--- The records ---
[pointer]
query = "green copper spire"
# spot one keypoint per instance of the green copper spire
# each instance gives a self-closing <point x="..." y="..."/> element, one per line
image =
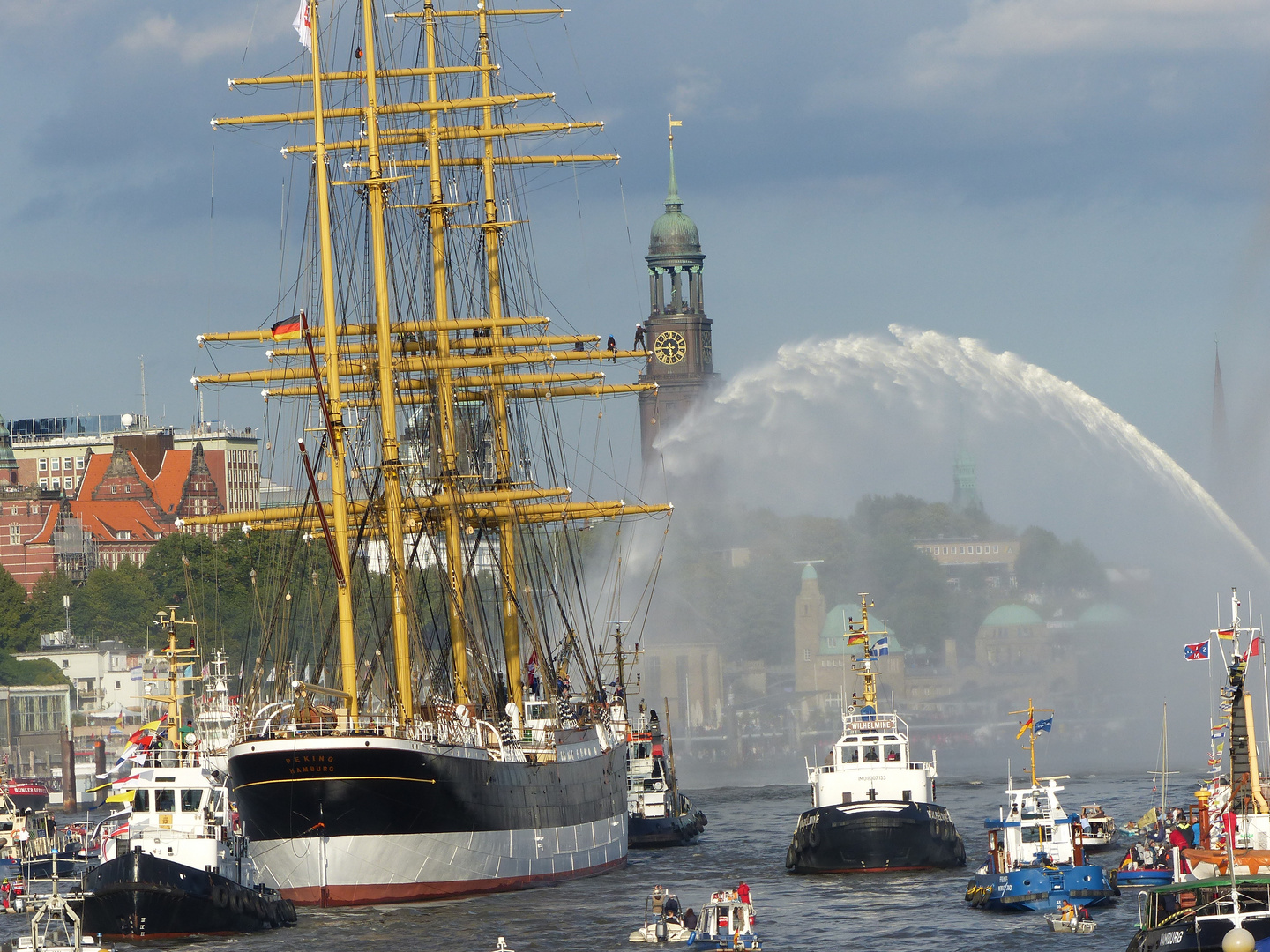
---
Arrange every line of the entries above as a JSON list of strings, one string per line, leaving out blank lines and the pictures.

→ Expected answer:
[
  "[pointer]",
  "query = \"green copper spire\"",
  "# spot one keypoint per instance of the green copper spire",
  "# each instance gives a self-closing <point x=\"...\" y=\"...\"/> element, one per line",
  "image ="
]